## Do this:
Reproduce the records below without any change, beginning with the line that contains "of the carnival" and continuing through the final line of the records, with both of those lines included.

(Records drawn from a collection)
::::
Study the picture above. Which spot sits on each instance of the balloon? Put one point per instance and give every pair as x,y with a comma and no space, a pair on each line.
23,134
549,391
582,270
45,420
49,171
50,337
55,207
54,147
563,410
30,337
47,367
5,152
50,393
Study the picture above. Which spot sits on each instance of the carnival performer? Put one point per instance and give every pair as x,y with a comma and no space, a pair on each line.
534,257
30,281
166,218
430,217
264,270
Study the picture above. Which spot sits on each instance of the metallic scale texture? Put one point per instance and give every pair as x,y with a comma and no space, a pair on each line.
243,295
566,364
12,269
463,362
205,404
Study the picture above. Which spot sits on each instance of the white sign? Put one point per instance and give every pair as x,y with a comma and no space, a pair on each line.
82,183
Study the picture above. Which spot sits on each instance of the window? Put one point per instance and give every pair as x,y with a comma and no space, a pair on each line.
::::
## Response below:
Study the picture above. Which spot sits on each instance of the carnival performer? Put one point per instance and give every pair as x,y with a comma and no space, a pair on each line.
534,257
30,281
166,218
430,217
264,270
Study the picture above. Which spot sits on each instance of the metallic scale texture? Put one point per instance and give every pair as x,y with a comma and no space, a pair on each line.
243,295
566,364
12,269
463,362
205,404
Study the picture above. Which spot sits on each instance of the white sign? Put one point per instance and give every pair as x,y with a comma and no space, a pair on each line.
82,183
Study the picture above. Which spot sits on each instance of the window? Put one point per instance and give every pair as x,y with a comma and no space, a pair on each line.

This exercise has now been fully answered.